---------- Material for the task ----------

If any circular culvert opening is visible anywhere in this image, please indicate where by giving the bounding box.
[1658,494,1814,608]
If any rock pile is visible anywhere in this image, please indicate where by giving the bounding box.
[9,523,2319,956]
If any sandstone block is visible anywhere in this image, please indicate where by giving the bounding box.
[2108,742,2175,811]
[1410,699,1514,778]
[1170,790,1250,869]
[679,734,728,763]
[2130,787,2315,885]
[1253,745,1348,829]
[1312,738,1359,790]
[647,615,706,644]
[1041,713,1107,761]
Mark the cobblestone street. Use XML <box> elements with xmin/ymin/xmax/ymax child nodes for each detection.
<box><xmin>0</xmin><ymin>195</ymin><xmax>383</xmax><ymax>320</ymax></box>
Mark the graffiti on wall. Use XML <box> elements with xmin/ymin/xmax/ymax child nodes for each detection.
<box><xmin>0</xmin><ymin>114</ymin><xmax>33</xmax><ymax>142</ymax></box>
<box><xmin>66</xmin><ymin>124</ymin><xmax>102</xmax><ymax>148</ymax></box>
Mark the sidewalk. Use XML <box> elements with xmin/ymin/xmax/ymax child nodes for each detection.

----------

▶ **What the task asks**
Set down exactly the lines beginning at the one that holds "If any rock" and ending with the last line of the data.

▶ **Output for this exercise**
If any rock pile is visible anywhere in this image, please indicate where by giving the bounding box.
[9,523,2319,956]
If any sandstone block is visible anywhere in this image, please indicate where by giving the bounding box.
[2108,742,2175,811]
[1410,699,1514,778]
[1170,790,1250,869]
[679,734,728,763]
[2130,787,2315,885]
[1253,745,1348,829]
[1312,738,1359,790]
[647,615,706,644]
[1041,713,1107,761]
Mark the cobblestone street. Use XML <box> elements with xmin/ymin/xmax/ymax child nodes for each detection.
<box><xmin>0</xmin><ymin>195</ymin><xmax>383</xmax><ymax>320</ymax></box>
Mark the graffiti on wall. Use XML <box> elements with xmin/ymin/xmax/ymax child nodes for each detection.
<box><xmin>0</xmin><ymin>114</ymin><xmax>33</xmax><ymax>142</ymax></box>
<box><xmin>66</xmin><ymin>124</ymin><xmax>102</xmax><ymax>148</ymax></box>
Mark the sidewalk. Use XML <box> elements with xmin/ymin/xmax/ymax child nodes for each detection.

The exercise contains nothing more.